— TO DO —
Reproduce every entry word for word.

▼▼▼

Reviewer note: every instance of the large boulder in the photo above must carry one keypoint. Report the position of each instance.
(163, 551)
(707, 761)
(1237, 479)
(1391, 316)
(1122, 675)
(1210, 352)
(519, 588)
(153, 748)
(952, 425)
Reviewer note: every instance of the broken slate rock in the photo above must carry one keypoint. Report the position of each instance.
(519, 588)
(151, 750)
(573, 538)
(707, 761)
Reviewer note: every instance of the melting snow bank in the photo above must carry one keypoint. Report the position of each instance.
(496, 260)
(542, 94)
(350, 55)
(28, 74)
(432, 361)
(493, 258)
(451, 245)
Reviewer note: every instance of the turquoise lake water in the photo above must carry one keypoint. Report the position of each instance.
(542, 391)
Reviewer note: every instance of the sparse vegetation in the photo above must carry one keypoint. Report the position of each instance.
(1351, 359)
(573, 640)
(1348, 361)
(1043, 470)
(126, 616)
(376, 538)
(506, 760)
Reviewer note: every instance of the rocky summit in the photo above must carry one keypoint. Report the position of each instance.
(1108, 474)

▲▲▲

— EXERCISE OUTPUT —
Reviewer note: every instance of the large boulder in the photo above must carry one keypoint. Report the position of each instance.
(163, 551)
(707, 761)
(1237, 479)
(1391, 316)
(1122, 675)
(1210, 352)
(519, 588)
(153, 748)
(952, 425)
Reviewer note: every instance of the broken slate rock in the photo above must carry one keypoint. Report the position of each instance.
(519, 588)
(151, 750)
(573, 538)
(707, 761)
Reviewer note: every instance of the melting snow bank in the photo above must carry one keypoint. Report the position of each instance.
(496, 260)
(542, 94)
(350, 55)
(28, 74)
(432, 361)
(493, 258)
(451, 245)
Reviewer note: every instance of the turquoise lake water in the photo above must carry one keypoint. Report the position of each instance.
(542, 391)
Reviewer note: every instance of the sparse vegetation in the photo above must carry one keypoint. Report the position of each instance.
(1351, 359)
(573, 640)
(1348, 361)
(1043, 470)
(126, 616)
(376, 538)
(506, 760)
Reviewer note: every instance of the rocky summit in the photo above must carry one keypoint. Report the position of each instance.
(1108, 474)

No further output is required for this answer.